What is expected
Show the lines below that contain the string "sample".

Input
──────

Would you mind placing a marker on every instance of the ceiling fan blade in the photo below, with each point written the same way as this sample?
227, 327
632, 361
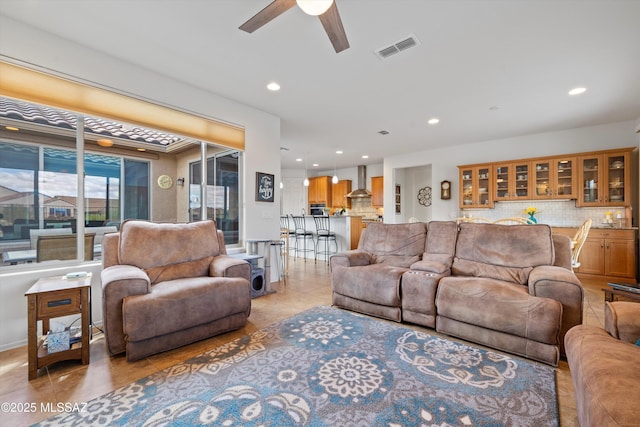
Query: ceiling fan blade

──────

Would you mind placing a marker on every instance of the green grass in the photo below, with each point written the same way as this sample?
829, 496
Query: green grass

──────

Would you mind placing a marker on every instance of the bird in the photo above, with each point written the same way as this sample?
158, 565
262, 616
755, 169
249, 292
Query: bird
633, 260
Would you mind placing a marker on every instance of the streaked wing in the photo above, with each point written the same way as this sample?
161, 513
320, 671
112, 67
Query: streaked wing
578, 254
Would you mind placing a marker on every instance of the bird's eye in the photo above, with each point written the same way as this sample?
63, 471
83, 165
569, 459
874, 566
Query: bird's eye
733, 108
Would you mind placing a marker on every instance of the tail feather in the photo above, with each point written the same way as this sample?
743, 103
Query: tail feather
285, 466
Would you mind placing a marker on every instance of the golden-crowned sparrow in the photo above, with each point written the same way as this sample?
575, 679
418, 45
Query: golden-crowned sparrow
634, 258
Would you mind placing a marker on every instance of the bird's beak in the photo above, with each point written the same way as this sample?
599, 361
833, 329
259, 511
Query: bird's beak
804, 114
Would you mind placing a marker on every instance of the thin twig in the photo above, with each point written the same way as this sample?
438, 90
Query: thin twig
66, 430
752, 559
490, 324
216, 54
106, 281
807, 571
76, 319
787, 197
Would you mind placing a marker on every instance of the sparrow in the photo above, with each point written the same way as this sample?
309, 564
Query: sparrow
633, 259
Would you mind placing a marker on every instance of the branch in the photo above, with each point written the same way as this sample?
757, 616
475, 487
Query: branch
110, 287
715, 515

──────

Output below
Would you mind placing a marker on every instance of the ceiling fan blade in the photo below, with each point written the same way as this sample?
Would you mind placing a marker on every instance of the green grass in the photo below, with each point written the same way as this sample?
Would you mind placing a marker on every instance of the bird in the photo above, with each point written the same way as this sample?
Would you mind placing a marker on every instance of the streaked wing in the photo above, with each point written the same way as this sample?
Would you mind placing a marker on every instance of the bird's eye in the photo above, with each point written the same way as this sample?
Would you mind placing a marker on every instance of the tail feather in the photo above, with each point written the same way as this sample?
Would you mind placing a marker on every instance of the golden-crowned sparrow in the photo above, with each point written the same way as this sample?
Would you mind placing a marker on every instance of the bird's beak in the photo above, with each point written the same way as this sample?
Would you mind placing a marker on every instance of the thin twig in the photo above, with each point written the same way as this sample?
Would you mind placing a marker on every instance of the sparrow in the photo above, with each point written the same way as this sample?
Would you mind placing a marker on every instance of the branch in the photo above, with each point written the same way as this sample?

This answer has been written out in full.